Would you write out the entries below, every one of them, exactly?
────────────────
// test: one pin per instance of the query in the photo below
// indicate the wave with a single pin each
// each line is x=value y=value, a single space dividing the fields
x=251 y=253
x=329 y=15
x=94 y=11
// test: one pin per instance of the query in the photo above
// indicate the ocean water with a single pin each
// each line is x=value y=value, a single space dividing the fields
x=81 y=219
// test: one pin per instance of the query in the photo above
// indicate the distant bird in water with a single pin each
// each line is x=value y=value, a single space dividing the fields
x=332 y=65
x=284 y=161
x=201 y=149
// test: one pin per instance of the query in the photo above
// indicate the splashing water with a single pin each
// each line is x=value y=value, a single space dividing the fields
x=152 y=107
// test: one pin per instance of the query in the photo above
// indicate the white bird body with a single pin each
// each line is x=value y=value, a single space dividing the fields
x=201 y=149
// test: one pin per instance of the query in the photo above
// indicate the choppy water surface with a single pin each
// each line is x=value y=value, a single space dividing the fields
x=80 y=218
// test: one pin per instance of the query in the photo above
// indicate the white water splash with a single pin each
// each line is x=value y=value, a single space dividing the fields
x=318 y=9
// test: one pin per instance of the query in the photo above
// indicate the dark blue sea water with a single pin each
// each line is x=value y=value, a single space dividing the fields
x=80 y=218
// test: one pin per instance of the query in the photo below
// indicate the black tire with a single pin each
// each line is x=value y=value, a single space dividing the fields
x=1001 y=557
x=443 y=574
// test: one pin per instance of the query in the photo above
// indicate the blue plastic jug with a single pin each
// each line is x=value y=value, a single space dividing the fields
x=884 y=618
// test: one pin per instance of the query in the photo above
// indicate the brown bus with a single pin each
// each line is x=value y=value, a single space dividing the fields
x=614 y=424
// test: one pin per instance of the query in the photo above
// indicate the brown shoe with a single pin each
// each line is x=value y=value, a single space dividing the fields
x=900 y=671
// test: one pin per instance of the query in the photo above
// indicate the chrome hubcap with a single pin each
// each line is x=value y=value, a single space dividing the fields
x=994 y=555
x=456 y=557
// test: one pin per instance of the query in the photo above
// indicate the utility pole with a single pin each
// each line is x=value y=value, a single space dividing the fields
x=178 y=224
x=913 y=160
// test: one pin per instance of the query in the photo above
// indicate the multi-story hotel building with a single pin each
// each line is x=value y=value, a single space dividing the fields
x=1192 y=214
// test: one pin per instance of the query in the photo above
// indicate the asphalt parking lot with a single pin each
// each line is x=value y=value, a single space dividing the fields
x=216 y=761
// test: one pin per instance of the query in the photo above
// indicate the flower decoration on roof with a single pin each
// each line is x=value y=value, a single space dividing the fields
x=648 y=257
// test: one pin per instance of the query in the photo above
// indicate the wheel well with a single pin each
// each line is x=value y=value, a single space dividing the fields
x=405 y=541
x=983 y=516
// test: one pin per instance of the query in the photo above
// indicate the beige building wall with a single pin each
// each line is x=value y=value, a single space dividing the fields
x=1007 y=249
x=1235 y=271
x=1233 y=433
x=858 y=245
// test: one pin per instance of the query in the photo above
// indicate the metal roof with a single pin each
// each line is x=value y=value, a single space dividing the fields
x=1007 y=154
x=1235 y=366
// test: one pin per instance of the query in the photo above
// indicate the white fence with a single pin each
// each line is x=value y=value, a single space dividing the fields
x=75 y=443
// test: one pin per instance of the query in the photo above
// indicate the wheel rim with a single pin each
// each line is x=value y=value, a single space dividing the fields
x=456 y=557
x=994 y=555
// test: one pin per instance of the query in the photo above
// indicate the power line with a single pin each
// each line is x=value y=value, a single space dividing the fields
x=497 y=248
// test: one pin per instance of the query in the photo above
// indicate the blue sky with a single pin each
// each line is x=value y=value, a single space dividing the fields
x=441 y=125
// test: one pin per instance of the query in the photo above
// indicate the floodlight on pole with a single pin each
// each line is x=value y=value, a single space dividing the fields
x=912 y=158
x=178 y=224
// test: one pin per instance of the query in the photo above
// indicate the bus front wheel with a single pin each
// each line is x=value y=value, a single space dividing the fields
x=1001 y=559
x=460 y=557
────────────────
**Correct result**.
// test: one pin per instance of the query in the photo below
// indicate the wave with a single pin each
// each line is x=value y=value, a single space dividing the fields
x=251 y=253
x=329 y=15
x=94 y=11
// test: one pin per instance of the query in the photo above
// indicate the ocean water with a single pin each
// each line is x=value y=value, a single space dividing the fields
x=81 y=219
// test: one pin per instance of the query in the photo above
// indicate the distant bird in water with a single pin each
// each line is x=value y=value, a single space dividing the fields
x=332 y=65
x=284 y=161
x=201 y=149
// test: one pin per instance of the query in the photo above
// indicate the splashing water with a single pin each
// each line is x=value y=value, a single space dividing the fields
x=152 y=107
// test: one pin per instance of the query in the photo above
// indicate the white bird body with a single pin each
// each line is x=value y=value, a single space dividing the fields
x=201 y=149
// test: one pin per instance of the query in the photo above
// indicate the choppy water surface with a single pin each
// each line is x=value y=value, a single space dividing the fields
x=80 y=218
// test: one pin per instance of the query in the photo above
// indicate the white water splash with a single pin each
// each line is x=value y=value, a single space dividing the fields
x=318 y=9
// test: one pin per instance of the query in the photo above
// indicate the dark blue sea water with a single pin each
// each line is x=value y=value, a single space dividing the fields
x=80 y=218
// test: one pin per instance of the query in the photo below
// indicate the black tire with a single pin each
// each line is x=value y=value, a single space dividing the fields
x=1001 y=557
x=443 y=574
// test: one pin per instance of the query in the photo above
// indicate the blue plastic jug with a single pin each
// each line is x=value y=value, a single space dividing the fields
x=884 y=618
// test: one pin per instance of the query in the photo above
// indicate the brown bus with a single pin each
// each line is x=value y=value, a single space dividing the fields
x=614 y=424
// test: one pin per instance of the query in the photo above
// indicate the brown shoe with a single pin each
// each line is x=value y=value, a single space dividing the fields
x=900 y=671
// test: one pin per instance of the query in the photo above
// indicate the chrome hubcap with a single pin each
// each line is x=value y=value, a single space dividing the fields
x=994 y=555
x=456 y=557
// test: one pin per instance of the query in the photo above
// indicate the utility pole with a single pin each
// each line is x=value y=value, a single space dividing the fields
x=178 y=224
x=913 y=160
// test: one pin per instance of the query in the photo above
// indicate the multi-story hotel building with a single pin each
// each line is x=value y=value, a single space dividing the fields
x=1192 y=214
// test: one pin per instance of the query in the photo above
// indicate the asphalt parking lot with a single pin each
// each line is x=value y=value, a single space dividing the fields
x=216 y=761
// test: one pin per instance of the query in the photo above
// indicate the flower decoration on roof with a single pin each
// each line is x=value y=value, a single space dividing the fields
x=648 y=257
// test: one pin per instance of the query in the photo above
// indicate the wheel well with a single pin each
// each line is x=value y=value, a single space dividing the fields
x=405 y=541
x=983 y=516
// test: one pin per instance of the query in the photo above
// indicate the beige building wall with a single pin each
// each line is x=value y=value, a single space dividing the fields
x=1007 y=249
x=1235 y=271
x=1233 y=433
x=858 y=245
// test: one pin per instance of the query in the photo above
// indicate the metal roof with a single pin each
// each line is x=value y=value, a single space dividing the fields
x=1007 y=154
x=1235 y=366
// test: one pin per instance of the query in the photo above
// indicate the white fence with a single pin each
// each line is x=value y=value, a single space dividing the fields
x=75 y=443
// test: one pin per instance of the query in the photo above
// indicate the wheel rim with a single pin each
// each line is x=value y=value, a single space dividing the fields
x=456 y=557
x=994 y=555
// test: one pin per instance of the query in the photo above
// indicate the power line with a single pin each
// each line is x=value y=value, a single space dividing the fields
x=497 y=248
// test: one pin per instance of the query in the photo above
// indicate the blue sky with a single pin each
// each line is x=value y=value, a single space dividing the fields
x=441 y=125
// test: one pin per instance of the query in the photo above
// indicate the floodlight on pole with a single pin each
// each line is x=value y=value, a single space dividing the fields
x=912 y=158
x=178 y=224
// test: one pin per instance of the query in the photo above
// indicate the bus front wheel with a single pin each
// each line is x=value y=value, a single space dividing the fields
x=1001 y=559
x=460 y=557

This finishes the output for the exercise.